Records pointing to named objects:
◇ ◇ ◇ ◇

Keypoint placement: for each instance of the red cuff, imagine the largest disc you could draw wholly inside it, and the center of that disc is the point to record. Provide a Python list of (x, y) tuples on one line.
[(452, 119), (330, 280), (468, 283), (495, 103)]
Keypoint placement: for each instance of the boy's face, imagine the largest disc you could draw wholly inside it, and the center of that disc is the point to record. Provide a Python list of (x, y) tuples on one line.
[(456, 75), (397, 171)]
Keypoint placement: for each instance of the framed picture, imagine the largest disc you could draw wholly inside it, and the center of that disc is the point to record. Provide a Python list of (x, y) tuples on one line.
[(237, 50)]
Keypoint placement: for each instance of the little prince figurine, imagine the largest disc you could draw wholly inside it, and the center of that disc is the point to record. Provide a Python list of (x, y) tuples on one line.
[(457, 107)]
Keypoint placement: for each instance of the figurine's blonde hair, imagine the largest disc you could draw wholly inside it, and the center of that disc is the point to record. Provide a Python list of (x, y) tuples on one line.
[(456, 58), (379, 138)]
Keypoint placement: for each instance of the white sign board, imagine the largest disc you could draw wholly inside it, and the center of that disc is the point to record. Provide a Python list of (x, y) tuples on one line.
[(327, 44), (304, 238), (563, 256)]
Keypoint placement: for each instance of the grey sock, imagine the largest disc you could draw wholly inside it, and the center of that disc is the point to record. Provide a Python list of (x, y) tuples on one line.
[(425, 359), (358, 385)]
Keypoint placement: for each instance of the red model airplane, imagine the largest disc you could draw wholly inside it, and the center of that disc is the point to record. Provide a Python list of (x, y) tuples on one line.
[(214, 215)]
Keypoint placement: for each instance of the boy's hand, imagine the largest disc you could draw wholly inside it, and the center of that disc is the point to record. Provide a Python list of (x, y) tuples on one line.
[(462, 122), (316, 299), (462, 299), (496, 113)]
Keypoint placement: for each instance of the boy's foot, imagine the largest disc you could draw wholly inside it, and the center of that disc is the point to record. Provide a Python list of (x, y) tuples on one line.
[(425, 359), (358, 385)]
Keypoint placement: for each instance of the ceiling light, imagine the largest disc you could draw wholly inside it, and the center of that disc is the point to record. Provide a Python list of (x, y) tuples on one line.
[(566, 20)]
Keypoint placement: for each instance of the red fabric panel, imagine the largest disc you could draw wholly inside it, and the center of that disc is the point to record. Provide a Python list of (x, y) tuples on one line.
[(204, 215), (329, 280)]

◇ ◇ ◇ ◇

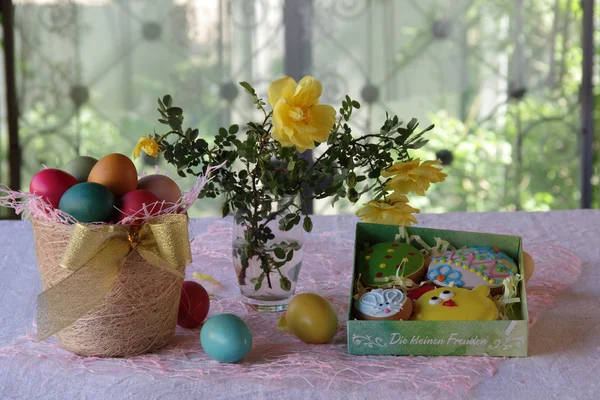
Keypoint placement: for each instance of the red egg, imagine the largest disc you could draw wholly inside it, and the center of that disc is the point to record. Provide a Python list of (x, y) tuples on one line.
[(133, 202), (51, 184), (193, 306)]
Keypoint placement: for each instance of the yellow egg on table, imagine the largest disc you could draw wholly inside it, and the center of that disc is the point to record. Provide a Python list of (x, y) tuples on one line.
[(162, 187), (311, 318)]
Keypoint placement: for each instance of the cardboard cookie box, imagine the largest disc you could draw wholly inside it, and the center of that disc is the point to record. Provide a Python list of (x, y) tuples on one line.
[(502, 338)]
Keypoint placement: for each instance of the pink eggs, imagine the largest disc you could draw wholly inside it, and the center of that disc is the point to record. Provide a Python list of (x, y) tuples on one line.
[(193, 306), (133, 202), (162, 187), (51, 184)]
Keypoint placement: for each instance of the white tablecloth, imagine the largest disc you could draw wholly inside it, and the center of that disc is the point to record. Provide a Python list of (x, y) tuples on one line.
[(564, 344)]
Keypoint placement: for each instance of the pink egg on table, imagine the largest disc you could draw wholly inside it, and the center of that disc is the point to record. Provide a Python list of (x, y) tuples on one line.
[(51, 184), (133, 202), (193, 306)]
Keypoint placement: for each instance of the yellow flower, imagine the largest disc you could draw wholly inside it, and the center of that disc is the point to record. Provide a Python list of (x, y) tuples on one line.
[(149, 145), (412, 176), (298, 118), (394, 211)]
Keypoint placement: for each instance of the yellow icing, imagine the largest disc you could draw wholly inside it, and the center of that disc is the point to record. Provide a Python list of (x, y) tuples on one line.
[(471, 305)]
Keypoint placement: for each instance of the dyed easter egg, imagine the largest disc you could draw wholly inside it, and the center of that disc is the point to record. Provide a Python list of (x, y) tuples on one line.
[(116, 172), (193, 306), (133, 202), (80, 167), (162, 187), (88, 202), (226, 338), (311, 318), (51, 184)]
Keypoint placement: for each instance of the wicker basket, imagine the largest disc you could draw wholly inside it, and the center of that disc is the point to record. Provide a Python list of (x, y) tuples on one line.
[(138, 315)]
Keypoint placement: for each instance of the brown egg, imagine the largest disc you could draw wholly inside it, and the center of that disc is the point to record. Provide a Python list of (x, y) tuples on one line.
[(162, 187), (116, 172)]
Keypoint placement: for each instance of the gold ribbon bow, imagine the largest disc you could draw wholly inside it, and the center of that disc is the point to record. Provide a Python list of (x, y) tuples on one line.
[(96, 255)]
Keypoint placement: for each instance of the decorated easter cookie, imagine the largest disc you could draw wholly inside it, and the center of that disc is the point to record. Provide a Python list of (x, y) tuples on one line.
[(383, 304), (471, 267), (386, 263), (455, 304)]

◇ ◇ ◇ ◇

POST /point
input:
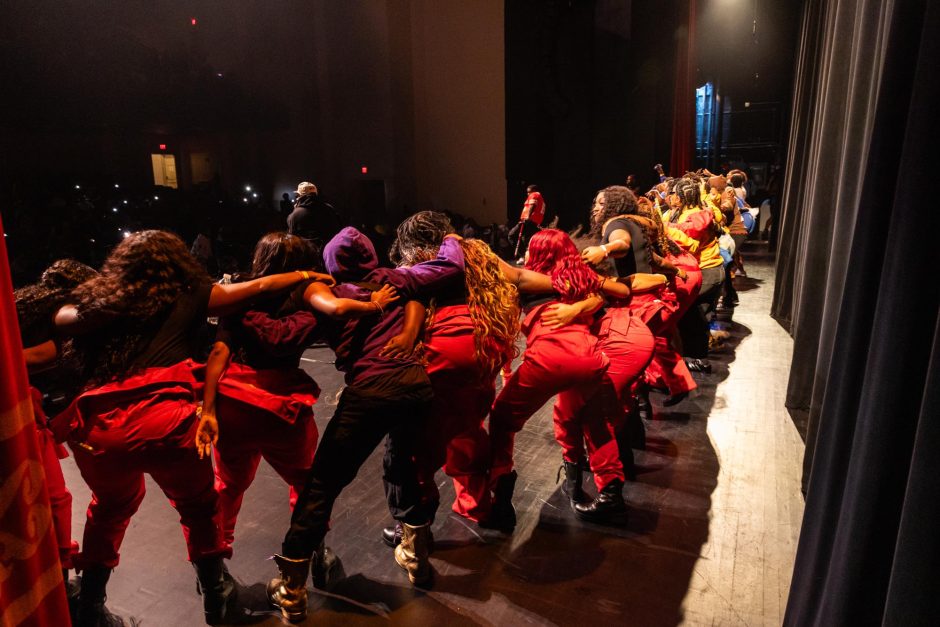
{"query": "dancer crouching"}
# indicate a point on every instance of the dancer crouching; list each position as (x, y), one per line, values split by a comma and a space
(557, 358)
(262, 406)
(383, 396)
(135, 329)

◇ ◇ ◇ ◇

TASK — Repeat the lines verbatim, starting at the line containing "Keypoint placement: for each instance of the red cuff, imagine" and continuing through the line containing "[(456, 75), (397, 171)]", both included.

TASK RESPONSE —
Keypoint placement: for each instance of the red cuff, imagine the largest disc you could draw wholly inside it, and the center of that disc is the point to record. Provide a Python list of (x, y) tuples on one line.
[(452, 119), (330, 280), (468, 283), (495, 103)]
Keypoint placement: for each instance of the boy's face, imagine the largest disc you could draw wholly inside it, and the center of that disc is the point to record. Provide a Python list of (x, y) tuples on one line.
[(456, 75), (397, 171)]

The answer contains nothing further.